[Dataset excerpts]
========================================
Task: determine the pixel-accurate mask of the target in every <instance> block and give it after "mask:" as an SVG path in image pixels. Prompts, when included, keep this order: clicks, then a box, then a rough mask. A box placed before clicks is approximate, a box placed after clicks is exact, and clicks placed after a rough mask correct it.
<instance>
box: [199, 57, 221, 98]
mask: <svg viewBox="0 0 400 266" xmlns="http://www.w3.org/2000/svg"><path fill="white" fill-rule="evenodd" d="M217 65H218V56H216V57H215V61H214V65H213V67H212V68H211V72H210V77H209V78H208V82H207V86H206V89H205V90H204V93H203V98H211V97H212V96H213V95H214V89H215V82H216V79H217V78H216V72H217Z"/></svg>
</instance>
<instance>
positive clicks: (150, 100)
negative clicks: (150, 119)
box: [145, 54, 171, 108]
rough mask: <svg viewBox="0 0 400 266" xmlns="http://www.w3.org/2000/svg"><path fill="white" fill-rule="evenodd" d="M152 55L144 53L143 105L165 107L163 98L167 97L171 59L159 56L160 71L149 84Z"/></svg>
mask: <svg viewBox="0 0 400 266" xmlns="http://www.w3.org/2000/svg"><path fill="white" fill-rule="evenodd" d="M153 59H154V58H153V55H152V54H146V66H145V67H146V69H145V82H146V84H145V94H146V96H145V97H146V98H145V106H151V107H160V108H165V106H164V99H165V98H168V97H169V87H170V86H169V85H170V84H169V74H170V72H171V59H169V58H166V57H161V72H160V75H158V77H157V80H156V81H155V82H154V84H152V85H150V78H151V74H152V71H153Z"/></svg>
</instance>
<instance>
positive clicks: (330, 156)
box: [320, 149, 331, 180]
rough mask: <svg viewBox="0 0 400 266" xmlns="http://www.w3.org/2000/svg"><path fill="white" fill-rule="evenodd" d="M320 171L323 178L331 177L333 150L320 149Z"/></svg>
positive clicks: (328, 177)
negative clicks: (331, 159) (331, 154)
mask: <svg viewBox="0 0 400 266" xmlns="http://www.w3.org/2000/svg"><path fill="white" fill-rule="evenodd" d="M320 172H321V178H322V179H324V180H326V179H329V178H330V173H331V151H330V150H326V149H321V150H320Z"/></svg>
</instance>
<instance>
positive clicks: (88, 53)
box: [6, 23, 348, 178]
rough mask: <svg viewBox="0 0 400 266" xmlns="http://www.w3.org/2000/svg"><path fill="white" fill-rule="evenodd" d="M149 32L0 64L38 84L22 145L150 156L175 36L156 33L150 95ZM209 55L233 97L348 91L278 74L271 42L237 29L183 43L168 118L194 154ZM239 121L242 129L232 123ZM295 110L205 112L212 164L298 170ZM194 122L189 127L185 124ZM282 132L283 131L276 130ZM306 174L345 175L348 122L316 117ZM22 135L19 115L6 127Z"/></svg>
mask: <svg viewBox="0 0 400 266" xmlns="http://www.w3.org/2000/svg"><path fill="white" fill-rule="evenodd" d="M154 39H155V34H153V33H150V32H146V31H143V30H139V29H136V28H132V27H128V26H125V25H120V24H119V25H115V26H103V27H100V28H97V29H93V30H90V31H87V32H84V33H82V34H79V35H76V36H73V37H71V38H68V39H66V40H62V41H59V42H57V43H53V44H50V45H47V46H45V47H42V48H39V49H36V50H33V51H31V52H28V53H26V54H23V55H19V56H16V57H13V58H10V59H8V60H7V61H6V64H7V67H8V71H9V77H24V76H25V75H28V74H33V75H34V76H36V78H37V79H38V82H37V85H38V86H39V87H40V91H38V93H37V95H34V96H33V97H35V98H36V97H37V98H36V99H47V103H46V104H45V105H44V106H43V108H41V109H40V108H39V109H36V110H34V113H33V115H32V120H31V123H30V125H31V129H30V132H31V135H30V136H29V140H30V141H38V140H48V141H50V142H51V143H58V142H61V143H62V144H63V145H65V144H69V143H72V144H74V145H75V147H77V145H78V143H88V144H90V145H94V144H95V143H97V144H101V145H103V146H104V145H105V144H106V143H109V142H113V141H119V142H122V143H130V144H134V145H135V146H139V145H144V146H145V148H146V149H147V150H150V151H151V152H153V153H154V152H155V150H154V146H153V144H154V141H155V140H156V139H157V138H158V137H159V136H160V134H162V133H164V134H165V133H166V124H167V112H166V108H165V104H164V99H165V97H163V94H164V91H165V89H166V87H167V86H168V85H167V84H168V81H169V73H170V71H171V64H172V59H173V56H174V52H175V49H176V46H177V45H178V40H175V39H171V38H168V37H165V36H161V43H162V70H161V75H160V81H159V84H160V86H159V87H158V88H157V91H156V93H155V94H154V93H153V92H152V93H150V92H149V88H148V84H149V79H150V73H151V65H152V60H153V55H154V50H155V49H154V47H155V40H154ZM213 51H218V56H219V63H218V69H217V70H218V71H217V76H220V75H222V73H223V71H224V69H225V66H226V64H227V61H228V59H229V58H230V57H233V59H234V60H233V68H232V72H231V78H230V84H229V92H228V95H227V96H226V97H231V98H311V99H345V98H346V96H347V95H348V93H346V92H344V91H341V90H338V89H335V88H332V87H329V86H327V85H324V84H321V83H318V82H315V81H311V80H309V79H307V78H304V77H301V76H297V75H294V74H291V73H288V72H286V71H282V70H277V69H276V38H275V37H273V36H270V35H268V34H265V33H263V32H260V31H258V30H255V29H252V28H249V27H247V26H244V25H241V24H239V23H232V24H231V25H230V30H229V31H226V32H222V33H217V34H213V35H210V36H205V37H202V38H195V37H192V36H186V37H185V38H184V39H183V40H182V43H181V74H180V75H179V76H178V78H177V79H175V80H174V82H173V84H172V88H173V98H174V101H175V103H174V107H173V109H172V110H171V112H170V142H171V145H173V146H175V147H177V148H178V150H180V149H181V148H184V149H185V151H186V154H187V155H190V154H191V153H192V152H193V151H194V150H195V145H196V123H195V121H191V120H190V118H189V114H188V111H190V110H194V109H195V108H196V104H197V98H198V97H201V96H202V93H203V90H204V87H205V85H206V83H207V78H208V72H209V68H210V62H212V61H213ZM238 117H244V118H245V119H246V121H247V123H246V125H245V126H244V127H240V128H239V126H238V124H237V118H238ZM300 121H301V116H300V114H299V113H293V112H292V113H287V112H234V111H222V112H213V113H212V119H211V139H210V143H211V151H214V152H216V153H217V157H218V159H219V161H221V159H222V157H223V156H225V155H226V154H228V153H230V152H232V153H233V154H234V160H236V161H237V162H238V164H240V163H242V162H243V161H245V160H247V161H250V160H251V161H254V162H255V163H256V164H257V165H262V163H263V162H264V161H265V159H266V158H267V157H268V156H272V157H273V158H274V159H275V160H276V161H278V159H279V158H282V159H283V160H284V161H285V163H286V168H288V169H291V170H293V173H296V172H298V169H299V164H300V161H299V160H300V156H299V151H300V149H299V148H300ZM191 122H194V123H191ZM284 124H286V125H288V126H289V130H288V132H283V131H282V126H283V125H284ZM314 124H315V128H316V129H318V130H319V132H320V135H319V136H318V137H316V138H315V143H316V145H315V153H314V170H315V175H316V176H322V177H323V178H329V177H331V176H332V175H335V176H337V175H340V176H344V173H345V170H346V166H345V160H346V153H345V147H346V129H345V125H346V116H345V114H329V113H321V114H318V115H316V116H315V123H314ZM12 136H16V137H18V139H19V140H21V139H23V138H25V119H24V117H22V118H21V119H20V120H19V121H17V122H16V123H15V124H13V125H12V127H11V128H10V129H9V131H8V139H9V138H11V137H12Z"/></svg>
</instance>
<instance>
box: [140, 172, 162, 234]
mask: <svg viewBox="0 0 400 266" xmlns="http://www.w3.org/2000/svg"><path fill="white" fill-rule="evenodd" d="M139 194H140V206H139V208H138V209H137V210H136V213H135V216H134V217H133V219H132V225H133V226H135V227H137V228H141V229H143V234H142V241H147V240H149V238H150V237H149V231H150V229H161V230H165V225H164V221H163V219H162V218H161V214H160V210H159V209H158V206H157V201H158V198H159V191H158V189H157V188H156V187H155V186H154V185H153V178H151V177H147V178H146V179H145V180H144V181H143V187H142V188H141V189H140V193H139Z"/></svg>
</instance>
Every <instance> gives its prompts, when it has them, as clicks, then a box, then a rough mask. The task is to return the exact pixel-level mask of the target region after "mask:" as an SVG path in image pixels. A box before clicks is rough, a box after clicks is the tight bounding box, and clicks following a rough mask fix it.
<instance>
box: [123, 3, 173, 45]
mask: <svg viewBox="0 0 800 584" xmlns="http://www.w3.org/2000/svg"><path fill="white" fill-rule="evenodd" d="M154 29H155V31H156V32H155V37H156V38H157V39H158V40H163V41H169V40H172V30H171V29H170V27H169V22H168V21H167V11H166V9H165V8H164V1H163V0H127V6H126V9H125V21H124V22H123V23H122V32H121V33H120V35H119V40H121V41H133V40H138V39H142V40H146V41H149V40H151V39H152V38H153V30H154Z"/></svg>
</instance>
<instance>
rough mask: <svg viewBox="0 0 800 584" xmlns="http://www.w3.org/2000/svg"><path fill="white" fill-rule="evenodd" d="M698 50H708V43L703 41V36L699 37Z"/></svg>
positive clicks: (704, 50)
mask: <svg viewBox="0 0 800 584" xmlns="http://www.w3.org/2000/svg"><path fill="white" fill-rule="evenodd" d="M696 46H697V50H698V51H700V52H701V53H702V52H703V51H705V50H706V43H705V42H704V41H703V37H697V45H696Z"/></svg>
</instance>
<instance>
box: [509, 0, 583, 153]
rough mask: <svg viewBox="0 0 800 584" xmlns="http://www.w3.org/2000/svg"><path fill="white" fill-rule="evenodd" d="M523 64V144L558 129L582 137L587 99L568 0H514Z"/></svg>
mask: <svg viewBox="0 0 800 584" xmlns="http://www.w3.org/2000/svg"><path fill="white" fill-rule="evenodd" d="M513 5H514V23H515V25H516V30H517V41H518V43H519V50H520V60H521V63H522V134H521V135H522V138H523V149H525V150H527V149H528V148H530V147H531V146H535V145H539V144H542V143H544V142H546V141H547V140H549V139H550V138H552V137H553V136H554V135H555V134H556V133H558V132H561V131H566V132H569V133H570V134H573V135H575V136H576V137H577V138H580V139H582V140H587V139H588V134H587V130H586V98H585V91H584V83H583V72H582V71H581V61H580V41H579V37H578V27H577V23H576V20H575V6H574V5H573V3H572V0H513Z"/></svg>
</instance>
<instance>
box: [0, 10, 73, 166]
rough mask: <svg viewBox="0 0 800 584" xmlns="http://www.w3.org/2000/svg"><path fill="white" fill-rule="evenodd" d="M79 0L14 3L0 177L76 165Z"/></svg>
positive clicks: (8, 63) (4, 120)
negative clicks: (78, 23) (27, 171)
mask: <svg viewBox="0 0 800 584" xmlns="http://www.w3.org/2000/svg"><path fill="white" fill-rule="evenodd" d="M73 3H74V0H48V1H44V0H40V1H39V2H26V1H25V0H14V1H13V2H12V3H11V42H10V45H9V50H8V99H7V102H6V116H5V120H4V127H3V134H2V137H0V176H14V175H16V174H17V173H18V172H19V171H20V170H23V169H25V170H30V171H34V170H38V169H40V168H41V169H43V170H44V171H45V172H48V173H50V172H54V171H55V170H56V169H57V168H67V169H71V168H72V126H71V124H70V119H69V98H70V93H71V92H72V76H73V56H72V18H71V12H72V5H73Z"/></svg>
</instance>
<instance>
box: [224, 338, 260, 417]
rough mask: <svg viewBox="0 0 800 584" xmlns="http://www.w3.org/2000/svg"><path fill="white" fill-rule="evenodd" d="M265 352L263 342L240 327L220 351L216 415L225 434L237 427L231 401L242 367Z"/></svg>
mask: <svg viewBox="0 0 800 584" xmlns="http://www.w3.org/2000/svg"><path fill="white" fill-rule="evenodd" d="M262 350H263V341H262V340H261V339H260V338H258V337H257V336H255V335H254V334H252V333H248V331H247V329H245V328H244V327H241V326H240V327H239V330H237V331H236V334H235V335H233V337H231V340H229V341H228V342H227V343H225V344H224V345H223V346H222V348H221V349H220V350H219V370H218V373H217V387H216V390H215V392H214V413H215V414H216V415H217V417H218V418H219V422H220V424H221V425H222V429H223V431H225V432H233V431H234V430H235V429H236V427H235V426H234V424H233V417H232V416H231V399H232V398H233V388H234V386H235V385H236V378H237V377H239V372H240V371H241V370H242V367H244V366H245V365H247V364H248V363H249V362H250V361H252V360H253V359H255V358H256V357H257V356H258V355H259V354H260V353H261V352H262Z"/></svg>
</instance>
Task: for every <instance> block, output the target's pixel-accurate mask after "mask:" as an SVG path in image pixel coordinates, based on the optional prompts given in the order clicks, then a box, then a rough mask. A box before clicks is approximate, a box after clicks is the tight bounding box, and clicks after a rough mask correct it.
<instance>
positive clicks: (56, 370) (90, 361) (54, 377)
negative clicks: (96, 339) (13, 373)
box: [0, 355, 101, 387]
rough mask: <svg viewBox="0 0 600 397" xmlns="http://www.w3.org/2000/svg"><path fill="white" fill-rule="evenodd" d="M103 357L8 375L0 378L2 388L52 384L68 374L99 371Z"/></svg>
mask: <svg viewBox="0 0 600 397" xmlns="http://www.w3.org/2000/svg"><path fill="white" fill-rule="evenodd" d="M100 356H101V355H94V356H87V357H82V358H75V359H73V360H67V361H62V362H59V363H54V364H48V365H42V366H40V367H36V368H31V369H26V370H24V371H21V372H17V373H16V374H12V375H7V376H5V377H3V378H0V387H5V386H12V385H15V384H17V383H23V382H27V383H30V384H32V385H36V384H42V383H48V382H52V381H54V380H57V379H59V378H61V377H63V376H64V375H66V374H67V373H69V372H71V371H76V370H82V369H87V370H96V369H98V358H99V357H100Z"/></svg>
========================================
▶ Try it:
Checking the data above line by line, please work out how many lines include "then", and reply with the number only.

▶ Answer area:
3